• **Document text**:
= Beginning of Section =
1. Creates combinations of data items to extract large volumes of hypotheses

This technology treats all combination patterns of data items as hypotheses, and then determines the degree of importance of each hypothesis based on the hit rate for the label category. For example, when analyzing trends in who purchases certain products, the system combines all sorts of patterns from the data items for those who did or did not make purchases (the category label), such as single women between 20-34 who have driver licenses, and then analyzes how many hits it gets in the data of those who actually made purchases when these combination patterns are taken as hypotheses. The hypotheses that achieve a hit rate above a certain level are defined as important hypotheses, called "knowledge chunks". This means that even when target data is insufficient, the system can extract all hypotheses worth looking into, which may also contribute to the discovery of previously unconsidered explanations.
= End of Section =
• **Required tasks**:
**A.** In the text on extracting hypotheses from data item combinations, what are hypotheses that achieve a hit rate above a certain level called?
**B.** Write the next part of the text on extracting hypotheses from data item combinations, picking up right after its final sentence.

• **Entries supplied**:
= Beginning of Section =
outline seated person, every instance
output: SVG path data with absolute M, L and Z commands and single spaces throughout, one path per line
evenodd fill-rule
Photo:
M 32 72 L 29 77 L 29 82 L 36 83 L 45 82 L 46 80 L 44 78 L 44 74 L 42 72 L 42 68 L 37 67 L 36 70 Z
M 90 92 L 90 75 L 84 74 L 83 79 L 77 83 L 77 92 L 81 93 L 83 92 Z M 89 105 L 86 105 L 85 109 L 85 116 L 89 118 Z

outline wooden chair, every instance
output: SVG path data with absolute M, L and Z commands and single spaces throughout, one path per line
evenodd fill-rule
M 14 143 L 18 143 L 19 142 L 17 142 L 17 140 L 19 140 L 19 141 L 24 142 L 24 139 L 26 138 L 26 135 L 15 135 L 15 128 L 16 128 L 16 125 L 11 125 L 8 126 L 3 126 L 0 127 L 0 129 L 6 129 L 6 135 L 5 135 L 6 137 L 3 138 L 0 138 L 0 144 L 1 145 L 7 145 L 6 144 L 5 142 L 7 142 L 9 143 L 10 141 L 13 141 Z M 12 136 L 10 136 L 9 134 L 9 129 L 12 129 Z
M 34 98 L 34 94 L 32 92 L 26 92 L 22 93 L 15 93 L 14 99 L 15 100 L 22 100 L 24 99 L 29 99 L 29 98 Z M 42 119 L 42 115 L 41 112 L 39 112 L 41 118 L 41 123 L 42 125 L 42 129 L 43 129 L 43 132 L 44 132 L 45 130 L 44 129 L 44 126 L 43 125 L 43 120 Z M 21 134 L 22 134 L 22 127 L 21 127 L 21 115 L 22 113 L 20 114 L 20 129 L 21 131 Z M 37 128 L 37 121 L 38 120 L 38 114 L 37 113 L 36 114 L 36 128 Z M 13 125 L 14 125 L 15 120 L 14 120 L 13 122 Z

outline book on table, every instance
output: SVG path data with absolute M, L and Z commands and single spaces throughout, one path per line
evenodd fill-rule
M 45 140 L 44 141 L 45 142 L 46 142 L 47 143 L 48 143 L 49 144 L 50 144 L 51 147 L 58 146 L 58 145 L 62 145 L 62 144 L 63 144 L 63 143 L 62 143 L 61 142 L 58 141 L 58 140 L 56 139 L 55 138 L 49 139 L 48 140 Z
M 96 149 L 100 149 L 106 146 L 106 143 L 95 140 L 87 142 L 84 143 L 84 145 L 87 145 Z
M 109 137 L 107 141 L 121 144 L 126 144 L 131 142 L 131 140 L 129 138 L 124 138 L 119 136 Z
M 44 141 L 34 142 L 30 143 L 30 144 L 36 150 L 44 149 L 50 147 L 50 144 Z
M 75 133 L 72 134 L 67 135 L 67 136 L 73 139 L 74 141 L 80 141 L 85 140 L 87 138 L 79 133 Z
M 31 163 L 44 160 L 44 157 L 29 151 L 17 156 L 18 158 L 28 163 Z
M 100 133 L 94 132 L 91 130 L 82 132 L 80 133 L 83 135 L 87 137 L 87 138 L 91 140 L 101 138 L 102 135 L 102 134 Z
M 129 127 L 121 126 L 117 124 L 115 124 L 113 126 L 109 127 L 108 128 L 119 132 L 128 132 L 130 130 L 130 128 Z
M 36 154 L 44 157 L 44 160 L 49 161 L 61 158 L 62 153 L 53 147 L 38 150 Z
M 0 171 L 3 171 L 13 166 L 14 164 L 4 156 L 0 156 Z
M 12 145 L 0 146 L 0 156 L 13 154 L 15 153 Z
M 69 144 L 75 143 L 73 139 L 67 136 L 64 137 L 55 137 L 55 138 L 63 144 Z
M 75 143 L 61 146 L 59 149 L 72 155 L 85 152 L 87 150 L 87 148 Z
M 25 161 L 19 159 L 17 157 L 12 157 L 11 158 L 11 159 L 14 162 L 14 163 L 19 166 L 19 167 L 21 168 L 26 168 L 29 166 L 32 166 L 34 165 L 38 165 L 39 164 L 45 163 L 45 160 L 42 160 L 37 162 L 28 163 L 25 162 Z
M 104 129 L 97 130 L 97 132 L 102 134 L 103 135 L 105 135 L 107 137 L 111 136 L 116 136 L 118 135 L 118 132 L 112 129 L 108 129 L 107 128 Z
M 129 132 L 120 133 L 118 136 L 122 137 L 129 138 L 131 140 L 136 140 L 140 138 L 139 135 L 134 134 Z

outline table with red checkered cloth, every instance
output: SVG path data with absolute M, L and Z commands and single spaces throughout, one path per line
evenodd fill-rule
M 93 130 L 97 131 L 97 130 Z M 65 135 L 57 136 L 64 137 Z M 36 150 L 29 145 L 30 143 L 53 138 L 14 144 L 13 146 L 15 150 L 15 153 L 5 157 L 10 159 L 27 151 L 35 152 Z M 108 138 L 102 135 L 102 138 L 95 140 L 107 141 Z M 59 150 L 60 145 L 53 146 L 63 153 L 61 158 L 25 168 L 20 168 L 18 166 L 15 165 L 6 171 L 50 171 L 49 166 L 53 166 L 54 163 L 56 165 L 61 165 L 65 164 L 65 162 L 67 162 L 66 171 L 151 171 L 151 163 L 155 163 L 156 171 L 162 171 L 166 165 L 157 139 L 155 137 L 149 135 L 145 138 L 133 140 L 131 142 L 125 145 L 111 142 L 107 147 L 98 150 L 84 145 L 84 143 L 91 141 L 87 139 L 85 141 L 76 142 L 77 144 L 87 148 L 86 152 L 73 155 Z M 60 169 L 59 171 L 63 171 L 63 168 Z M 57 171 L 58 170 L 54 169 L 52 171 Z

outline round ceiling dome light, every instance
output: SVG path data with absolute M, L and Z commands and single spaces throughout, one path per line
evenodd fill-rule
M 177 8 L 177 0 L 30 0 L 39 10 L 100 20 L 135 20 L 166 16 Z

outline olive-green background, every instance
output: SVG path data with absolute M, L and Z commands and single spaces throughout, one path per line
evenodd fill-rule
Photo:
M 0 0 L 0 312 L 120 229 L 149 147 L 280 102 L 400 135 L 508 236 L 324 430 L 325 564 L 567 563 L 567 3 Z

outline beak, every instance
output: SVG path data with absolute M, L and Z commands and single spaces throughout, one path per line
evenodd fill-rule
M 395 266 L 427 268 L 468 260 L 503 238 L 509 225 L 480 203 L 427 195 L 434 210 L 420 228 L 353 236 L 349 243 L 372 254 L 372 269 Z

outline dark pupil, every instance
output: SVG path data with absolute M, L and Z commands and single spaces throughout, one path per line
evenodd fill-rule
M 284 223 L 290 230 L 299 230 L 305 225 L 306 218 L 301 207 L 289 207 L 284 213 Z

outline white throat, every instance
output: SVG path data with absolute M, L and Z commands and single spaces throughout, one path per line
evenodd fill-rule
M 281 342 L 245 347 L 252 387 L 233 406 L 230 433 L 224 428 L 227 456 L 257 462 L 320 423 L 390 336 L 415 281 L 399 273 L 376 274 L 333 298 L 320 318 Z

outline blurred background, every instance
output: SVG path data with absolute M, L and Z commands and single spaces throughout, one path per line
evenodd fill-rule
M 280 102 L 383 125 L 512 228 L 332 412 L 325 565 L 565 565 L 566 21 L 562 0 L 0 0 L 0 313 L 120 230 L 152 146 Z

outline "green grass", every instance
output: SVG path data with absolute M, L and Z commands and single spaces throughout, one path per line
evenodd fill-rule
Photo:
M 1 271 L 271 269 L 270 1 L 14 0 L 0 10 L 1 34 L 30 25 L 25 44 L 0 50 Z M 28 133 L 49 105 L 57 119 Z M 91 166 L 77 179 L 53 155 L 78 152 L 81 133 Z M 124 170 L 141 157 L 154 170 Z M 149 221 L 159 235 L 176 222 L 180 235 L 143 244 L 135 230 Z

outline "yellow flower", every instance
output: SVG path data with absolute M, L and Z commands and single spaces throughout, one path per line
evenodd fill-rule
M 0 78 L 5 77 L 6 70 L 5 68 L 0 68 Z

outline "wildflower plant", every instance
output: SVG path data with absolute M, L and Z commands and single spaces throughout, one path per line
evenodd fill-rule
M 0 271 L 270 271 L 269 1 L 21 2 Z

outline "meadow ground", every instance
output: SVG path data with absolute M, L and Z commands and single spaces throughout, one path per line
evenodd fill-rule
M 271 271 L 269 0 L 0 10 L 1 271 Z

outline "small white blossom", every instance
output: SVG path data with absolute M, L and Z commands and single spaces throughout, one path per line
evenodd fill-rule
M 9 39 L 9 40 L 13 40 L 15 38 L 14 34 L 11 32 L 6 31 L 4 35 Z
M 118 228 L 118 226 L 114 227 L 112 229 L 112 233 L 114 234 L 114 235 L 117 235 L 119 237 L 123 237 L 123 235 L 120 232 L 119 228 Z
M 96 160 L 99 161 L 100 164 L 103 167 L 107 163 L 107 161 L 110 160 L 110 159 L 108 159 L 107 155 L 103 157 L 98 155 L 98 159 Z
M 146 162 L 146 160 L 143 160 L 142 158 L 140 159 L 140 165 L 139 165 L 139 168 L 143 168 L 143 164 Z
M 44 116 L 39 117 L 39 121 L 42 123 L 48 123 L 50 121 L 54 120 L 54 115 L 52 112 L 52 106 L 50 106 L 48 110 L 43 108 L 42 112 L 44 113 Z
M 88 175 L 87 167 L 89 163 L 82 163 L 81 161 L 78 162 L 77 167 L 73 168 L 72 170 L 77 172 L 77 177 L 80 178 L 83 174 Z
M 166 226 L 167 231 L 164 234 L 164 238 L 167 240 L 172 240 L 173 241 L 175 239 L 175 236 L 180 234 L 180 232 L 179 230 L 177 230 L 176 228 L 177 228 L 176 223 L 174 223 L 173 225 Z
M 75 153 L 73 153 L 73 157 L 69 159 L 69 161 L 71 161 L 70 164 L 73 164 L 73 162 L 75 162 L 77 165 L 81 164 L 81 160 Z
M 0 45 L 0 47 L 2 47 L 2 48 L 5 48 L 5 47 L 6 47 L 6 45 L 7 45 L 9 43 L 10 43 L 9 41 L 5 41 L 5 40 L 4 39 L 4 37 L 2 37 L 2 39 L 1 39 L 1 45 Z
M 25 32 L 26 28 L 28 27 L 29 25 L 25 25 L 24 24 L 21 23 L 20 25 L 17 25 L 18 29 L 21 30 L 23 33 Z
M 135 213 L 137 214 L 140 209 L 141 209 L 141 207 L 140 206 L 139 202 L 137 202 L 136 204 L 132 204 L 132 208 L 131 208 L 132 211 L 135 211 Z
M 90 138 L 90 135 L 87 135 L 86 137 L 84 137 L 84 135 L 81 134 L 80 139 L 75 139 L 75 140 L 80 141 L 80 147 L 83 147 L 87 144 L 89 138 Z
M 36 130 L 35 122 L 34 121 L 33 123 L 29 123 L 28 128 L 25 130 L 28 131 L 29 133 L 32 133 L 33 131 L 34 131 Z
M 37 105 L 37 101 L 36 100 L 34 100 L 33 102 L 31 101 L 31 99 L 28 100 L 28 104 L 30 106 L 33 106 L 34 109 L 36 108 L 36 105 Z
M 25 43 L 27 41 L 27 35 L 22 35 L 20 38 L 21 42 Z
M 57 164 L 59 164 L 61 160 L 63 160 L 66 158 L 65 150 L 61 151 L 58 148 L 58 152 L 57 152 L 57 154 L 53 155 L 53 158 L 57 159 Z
= End of Section =
• **Solved problems**:
**A.** Knowledge chunks.

**B.**
2. Adjusts the degree of impact of knowledge chunks to build an accurate classification model

The system builds a classification model based on multiple extracted knowledge chunks and on the target label. In this process, if the items making up a knowledge chunk frequently overlap with the items making up other knowledge chunks, the system controls their degree of impact so as to reduce the weight of their influence on the classification model. In this way, the system can train a model capable of accurate classifications even when the target label or the data marked as correct is imbalanced. For example, in a case where men who did not make a purchase make up the vast majority of an item purchase dataset, if the AI is trained without controlling the degree of impact, then the knowledge chunk that includes whether or not a person has a license, independent of gender, will not have much influence on the classification. With this newly developed method, the degree of impact of knowledge chunks including male as a factor is limited due to the overlap of this item, while the impact of the smaller number of knowledge chunks that include whether a person has a license becomes relatively larger in training, building a model that can correctly categorize both men and possession of a license.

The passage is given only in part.